- _Request_: In the forum thread about the abandoned Mayfield station in Manchester, who does the first post say has hit the place hard?

- _Extract provided_:

# Mayfield abandoned station - Manchester (image heavy)



## pete37038 (Jul 8, 2012)

My first report so go easy folks 

Ive wanted to get in here, seemingly since the dawn of time, an opportunity presented itself , luckily I pretty much always carry my camera with me, I managed a good 120+ shots in here, sadly no tripod but wasn't really time anyway, a case of a quick in - shoot - leave.... here's a selction of what I shot inside


It's probably been on here before but like I say I'd wanted to get in for ages, it's a superb place with lots of charachter, a lot has been destroyed now but theres still plenty to see, sadly the place has been hit hard with cable thieves, there's evidence of it all over the place.. anyway, the pictures: 

Apologies for the number of shots, hopefully you will find them interesting.

1. Street view outside the old station







2. Not anymore...






3. The platforms looking out to the main lines






4. Bit of local handywork..






5. Looking towards the main station buildings






6. Closer in again..






7. End of the line






8. Old ticket offices






9. Steps down to the ticket hall






10. Old stair knob






11. Stairs to nowhere, these just lead to a ornatedly tiled wall area, with nothing there..






12. Run!






13. New student accomodation through the old broken roof glass






14. Rusty hydraulic buffers






15. Moody Mayfield






16. Urban decay






17. Looking back towards the old station before leaving, probably forever.






Thanks for taking the time to look


----------



## UE-OMJ (Jul 8, 2012)

Not a bad first report at all  I've not been lucky enough to do a station like that yet. Nice one.

The 'run' shot made my eyes go funny though 

Seems like a nice peaceful place too.


----------



## TeeJF (Jul 8, 2012)

Even though it's close to us we've not done this place yet. I yake it you didn't meet any thuggish chavs there? There's been a bit of trouble witgh them in the past.


----------



## PaulPowers (Jul 8, 2012)

Nice 

Might do a revisit when I get back


----------



## UEP-Wales (Jul 8, 2012)

Nice report, cheers for posting them up


----------



## steve2109 (Jul 8, 2012)

Great first report, would love to do a train station, thanks


----------



## flyboys90 (Jul 8, 2012)

That was a great report,thanks for sharing.


----------



## Wakey Lad (Jul 8, 2012)

That Victorian canopy is the dogs b&££&$ks! Nice stuff!


----------



## nelly (Jul 8, 2012)

Top cherry popping first report fella.


----------



## John_D (Jul 8, 2012)

Great first report and pics, look forward to seeing more from you.


----------



## rectory-rat (Jul 8, 2012)

Very, very nice first report, looking forward to your future work  Love the 'run' shot too

~RR


----------



## bonecollector (Jul 8, 2012)

really nice pics and an excelent location. 
look forward to more reports from you.


----------



## shane.c (Jul 8, 2012)

Nice pics thanks for posting,


----------



## _Nyx_ (Jul 9, 2012)

Fantastic first report & photos


----------



## Scaramanger (Jul 9, 2012)

Nice report and location. Just started watchin a series where this place features in the first episode of you tube called "the last train" filmed around 2000.. Dosn't look much worse today... The series features a few other derelict places also.. Worth a watch...


----------



## sonyes (Jul 9, 2012)

Great reports, and some excellent pics. I was looking at this place on Saturday and thinking of paying a visit, you beat me to it!


----------



## adzst24 (Jul 12, 2012)

Good report nice pics..


----------



## Mars Lander (Jul 12, 2012)

Good one and pretty fab piks, TJ's chav warning puts me off haha.


----------

- _Listed records_:
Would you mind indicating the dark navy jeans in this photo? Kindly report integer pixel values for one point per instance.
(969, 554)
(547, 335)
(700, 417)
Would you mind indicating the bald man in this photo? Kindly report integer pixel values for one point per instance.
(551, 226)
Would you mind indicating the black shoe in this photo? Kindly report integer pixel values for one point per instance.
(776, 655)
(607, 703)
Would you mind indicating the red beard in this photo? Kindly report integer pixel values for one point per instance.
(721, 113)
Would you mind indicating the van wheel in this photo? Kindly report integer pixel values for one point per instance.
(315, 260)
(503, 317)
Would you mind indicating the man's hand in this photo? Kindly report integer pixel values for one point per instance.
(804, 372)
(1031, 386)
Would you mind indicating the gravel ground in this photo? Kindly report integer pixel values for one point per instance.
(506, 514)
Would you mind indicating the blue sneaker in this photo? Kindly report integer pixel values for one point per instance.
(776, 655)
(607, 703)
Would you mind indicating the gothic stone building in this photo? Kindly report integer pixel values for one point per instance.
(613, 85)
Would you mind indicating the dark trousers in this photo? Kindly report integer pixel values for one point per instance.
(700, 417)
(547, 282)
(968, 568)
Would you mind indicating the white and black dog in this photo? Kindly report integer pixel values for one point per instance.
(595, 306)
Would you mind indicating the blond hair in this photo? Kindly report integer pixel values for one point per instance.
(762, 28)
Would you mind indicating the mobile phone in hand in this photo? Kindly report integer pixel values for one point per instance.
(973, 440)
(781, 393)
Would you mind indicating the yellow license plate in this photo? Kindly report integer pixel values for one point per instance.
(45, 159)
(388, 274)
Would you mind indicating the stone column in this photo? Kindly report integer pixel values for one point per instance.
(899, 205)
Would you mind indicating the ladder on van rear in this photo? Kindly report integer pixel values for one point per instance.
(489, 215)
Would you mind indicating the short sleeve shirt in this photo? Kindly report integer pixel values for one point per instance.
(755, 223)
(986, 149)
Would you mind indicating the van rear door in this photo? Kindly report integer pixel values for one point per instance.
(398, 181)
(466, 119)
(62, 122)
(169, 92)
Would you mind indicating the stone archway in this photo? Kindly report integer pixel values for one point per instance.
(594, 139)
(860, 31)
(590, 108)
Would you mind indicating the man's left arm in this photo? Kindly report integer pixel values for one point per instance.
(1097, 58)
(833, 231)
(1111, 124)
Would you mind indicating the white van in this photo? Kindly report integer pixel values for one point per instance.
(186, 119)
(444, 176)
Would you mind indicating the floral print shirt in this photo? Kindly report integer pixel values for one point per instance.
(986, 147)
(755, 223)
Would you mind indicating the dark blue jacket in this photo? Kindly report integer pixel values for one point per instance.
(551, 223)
---
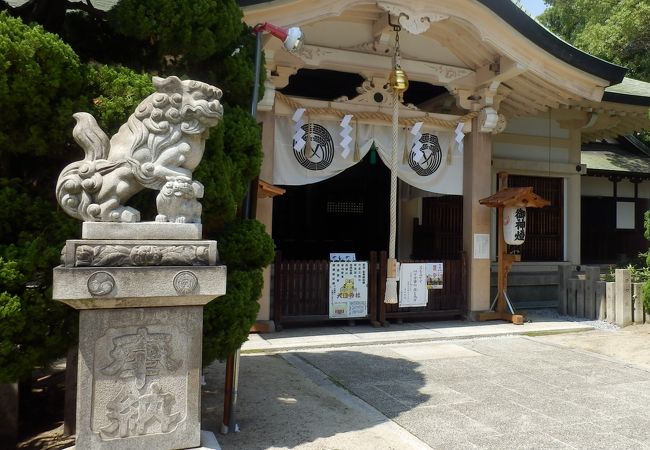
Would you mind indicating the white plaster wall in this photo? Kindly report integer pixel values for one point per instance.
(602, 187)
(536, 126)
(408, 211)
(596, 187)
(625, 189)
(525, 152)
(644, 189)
---
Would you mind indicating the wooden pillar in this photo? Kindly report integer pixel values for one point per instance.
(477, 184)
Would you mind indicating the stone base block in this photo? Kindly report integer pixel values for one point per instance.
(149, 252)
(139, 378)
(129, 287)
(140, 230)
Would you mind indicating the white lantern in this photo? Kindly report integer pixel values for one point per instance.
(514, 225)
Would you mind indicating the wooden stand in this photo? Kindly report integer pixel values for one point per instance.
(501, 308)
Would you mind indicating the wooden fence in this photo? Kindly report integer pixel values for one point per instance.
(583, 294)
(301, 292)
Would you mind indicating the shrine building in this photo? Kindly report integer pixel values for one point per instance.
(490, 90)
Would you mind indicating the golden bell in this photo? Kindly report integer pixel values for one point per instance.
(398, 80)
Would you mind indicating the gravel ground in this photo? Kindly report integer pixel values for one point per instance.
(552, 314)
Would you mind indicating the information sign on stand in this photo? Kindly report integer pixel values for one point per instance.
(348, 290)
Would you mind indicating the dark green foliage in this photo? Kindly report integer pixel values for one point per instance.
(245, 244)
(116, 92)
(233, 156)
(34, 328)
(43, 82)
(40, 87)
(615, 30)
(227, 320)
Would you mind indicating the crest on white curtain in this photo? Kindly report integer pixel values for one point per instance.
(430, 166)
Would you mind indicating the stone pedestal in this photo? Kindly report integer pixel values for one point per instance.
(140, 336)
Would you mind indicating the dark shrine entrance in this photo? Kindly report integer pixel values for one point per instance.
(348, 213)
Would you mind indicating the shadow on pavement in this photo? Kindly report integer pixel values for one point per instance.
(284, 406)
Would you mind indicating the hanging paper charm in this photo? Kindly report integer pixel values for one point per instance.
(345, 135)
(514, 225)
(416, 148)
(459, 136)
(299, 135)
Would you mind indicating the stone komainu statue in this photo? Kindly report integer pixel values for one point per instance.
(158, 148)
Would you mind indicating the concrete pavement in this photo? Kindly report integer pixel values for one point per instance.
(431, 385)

- _Exercise result_: Cable thieves.